## RECORDS SUPPLIED:
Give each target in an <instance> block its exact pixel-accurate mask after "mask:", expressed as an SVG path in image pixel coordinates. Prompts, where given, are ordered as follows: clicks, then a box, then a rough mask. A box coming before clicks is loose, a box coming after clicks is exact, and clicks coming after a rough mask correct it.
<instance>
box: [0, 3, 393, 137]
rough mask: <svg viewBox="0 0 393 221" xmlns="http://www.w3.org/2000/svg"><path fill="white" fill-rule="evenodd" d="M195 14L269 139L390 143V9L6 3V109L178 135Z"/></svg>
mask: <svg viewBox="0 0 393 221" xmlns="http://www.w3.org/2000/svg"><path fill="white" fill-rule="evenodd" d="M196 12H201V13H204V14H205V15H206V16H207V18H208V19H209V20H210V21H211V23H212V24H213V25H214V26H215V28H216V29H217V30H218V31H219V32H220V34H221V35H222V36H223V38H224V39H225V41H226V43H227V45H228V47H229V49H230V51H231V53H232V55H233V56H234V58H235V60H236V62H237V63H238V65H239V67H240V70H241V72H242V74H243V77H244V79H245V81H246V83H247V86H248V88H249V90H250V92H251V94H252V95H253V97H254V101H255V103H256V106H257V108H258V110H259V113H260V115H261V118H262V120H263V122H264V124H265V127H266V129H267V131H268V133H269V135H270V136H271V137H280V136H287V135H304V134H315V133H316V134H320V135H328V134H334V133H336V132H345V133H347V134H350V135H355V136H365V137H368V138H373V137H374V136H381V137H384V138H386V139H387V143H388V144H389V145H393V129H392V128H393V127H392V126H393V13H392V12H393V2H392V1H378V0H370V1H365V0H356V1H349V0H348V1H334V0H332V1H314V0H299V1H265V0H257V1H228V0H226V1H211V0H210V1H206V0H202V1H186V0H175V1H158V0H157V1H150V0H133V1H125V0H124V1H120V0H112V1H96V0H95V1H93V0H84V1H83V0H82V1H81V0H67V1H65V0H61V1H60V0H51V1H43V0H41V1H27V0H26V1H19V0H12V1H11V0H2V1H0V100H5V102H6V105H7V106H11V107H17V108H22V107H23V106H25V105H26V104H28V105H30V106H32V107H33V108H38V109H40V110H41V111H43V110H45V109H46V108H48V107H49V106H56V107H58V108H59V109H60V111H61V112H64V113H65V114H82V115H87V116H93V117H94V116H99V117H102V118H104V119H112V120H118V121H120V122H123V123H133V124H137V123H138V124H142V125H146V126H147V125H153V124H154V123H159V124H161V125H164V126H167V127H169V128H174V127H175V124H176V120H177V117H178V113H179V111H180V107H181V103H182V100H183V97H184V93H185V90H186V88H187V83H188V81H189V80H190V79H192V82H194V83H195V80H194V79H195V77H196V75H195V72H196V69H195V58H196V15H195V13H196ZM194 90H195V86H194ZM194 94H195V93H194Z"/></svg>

## WORK REQUEST:
Turn everything from the start of the rows down to the line containing "rough mask: <svg", both ends included, into a JSON list of strings with one string per line, leaving out blank lines.

## EXERCISE OUTPUT:
[
  "Give each target in an <instance> block its exact pixel-accurate mask after \"mask:\", expressed as an SVG path in image pixel coordinates. Prompts, where given, are ordered as follows: clicks, then a box, then a rough mask. A box coming before clicks is loose, a box coming after clicks is exact, and clicks coming after a rough mask correct it.",
  "<instance>",
  "box: [0, 3, 393, 137]",
  "rough mask: <svg viewBox=\"0 0 393 221\" xmlns=\"http://www.w3.org/2000/svg\"><path fill=\"white\" fill-rule=\"evenodd\" d=\"M195 14L269 139L390 143V9L6 3V109L178 135Z\"/></svg>"
]